• YOUR TASK: Report every line in the listing that contains the string "provided".

(Saved entries)
*****

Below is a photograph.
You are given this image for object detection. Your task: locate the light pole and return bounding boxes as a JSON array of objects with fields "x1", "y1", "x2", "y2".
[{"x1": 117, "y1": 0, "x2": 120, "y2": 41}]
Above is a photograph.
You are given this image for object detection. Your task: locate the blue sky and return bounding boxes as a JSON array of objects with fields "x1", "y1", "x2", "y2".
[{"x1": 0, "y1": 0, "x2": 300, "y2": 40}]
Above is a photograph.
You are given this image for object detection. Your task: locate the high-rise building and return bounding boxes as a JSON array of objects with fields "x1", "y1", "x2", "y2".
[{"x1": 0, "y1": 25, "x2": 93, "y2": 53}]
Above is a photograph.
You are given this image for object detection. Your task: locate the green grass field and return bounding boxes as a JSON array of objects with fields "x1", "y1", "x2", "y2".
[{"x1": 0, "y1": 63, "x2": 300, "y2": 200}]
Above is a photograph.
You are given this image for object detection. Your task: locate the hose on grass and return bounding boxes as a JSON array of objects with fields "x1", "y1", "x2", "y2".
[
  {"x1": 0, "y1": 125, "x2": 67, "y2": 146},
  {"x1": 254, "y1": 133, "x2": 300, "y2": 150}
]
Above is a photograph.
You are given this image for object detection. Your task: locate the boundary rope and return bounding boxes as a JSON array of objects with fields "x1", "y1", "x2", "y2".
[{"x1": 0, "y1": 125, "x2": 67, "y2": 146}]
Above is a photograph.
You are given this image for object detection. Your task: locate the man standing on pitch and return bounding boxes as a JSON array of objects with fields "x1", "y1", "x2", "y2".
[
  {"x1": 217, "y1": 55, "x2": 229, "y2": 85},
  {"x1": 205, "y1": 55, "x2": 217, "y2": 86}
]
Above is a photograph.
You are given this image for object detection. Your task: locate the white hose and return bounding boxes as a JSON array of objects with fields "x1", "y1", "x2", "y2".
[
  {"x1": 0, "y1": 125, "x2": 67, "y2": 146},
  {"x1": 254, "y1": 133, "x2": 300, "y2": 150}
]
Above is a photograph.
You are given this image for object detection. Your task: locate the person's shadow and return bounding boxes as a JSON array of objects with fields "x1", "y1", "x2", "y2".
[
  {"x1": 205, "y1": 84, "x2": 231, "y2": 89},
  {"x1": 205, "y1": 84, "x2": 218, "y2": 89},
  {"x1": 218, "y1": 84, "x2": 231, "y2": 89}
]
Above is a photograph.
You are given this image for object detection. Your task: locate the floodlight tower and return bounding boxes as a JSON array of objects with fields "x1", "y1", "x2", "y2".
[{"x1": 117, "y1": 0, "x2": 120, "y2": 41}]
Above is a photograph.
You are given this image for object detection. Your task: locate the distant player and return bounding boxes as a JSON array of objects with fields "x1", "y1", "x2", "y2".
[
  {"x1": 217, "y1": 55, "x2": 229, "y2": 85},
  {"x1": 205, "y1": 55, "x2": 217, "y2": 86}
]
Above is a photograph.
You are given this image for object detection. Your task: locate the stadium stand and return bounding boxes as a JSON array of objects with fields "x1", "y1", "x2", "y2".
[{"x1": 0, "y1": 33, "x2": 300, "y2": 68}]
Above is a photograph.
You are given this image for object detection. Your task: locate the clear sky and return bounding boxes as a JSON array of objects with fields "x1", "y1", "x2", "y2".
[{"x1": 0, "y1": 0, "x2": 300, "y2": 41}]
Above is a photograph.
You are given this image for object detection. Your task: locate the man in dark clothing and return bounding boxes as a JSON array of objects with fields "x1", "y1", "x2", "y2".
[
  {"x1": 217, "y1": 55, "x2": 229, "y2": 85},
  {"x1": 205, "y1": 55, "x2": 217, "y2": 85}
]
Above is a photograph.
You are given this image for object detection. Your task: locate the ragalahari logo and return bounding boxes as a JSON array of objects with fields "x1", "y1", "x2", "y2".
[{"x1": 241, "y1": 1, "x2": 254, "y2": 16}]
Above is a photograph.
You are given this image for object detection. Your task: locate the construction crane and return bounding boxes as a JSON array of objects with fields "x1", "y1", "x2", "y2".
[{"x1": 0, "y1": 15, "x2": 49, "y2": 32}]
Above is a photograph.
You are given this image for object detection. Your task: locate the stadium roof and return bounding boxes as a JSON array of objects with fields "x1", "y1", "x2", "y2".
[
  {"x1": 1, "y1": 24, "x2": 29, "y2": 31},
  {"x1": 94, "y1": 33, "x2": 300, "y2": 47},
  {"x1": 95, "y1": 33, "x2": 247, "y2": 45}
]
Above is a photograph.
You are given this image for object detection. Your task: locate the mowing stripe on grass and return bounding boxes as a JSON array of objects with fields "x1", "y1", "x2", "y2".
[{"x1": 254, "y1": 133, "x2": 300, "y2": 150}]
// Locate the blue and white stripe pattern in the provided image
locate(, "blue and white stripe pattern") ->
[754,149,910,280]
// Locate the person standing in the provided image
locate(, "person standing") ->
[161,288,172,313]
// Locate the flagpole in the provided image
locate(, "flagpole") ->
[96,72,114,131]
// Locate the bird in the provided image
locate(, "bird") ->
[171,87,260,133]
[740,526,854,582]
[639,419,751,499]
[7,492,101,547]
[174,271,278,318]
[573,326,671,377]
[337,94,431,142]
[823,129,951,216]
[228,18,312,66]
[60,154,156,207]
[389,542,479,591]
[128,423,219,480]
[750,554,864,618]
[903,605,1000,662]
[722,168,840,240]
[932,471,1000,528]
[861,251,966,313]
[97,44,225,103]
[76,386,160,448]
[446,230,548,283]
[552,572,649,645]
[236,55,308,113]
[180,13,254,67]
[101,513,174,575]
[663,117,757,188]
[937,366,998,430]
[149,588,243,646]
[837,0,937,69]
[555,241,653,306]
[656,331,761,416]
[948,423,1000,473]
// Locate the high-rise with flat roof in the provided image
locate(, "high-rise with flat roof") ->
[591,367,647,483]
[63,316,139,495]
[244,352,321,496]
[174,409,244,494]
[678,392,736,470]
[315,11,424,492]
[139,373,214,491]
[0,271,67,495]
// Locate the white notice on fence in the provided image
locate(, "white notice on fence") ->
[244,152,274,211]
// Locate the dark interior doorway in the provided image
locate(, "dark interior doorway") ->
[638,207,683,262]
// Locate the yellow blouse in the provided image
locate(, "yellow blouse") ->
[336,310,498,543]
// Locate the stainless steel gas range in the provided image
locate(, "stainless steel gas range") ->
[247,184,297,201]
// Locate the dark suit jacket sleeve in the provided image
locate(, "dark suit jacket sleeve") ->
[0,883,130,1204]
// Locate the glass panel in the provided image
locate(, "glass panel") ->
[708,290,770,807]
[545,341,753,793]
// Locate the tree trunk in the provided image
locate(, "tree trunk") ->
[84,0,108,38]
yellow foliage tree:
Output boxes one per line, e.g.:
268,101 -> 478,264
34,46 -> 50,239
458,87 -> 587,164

*****

• PROBLEM SOLUTION:
// Locate the blue and white stripe pattern in the provided image
// Locate the person standing in the provided image
// Locate the flagpole in the provided image
// Locate the bird in the provided image
// Locate the high-rise with flat roof in the provided image
// Locate the white notice on fence in the provided image
// Locate the dark interior doorway in the provided image
// Locate the yellow blouse in the provided image
// Locate the stainless steel gas range in the provided image
// Locate the dark suit jacket sleeve in the provided image
// Locate the glass panel in the provided image
// Locate the tree trunk in the provided image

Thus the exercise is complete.